Given exercise A: Write out the part of the vibration damping text that begins at the words "A respective periphery" and stops after "said body portion.".
Given exercise B: In the vibration damping text, what may the periphery of at least one second portion be adapted to engage?

Quoted text:
By permitting limited movement of said first part relative to said one of said rear handle and said housing to which said support member is mounted in at least one direction transverse to said sliding direction, this provides the surprising advantage of significant further enhancement of the vibration damping properties of the tool.

At least one said support member may be adapted to be resiliently deformed to permit said limited movement of said first part relative to said one of said rear handle and said housing to which said support member is mounted.

By causing resilient deformation of the support member, this provides the advantage of further enhancing the vibration damping properties of the tool.

At least one said support member may comprise a respective first portion adapted to engage said first part at said one of said locations thereon, and a respective second portion for engaging said one of said rear handle and said housing to which said support member is mounted.

This provides the advantage of enabling deformation of a larger proportion of the support member as a result of separation of the locations at which the support member engages the first part and said one of said rear handle and said housing to which the support member is mounted, which further enhances the vibration damping properties.

A respective periphery of at least one said second portion may be adapted to engage a respective recess on said one of said rear handle and said housing to which said support member is mounted.

At least one said support member may comprise a respective body portion having at least one respective slot along part of said body portion.

This provides the advantage of enabling the dimensions of the part of the body portion where the slot is absent to be maintained, in order to enable the body portion to effectively engage said one of said rear handle and said housing to which the support member is mounted, while enabling flexing of the part of the body portion where the slot is present.

Supplied material:
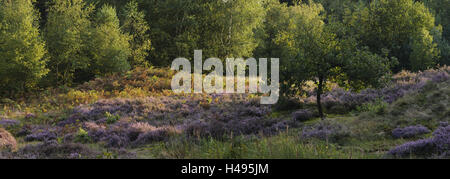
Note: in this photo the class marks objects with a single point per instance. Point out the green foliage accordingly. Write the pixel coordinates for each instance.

Task output A:
A respective periphery of at least one said second portion may be adapted to engage a respective recess on said one of said rear handle and said housing to which said support member is mounted.

At least one said support member may comprise a respective body portion having at least one respective slot along part of said body portion.

Task output B: A respective recess on the rear handle or the housing to which the support member is mounted.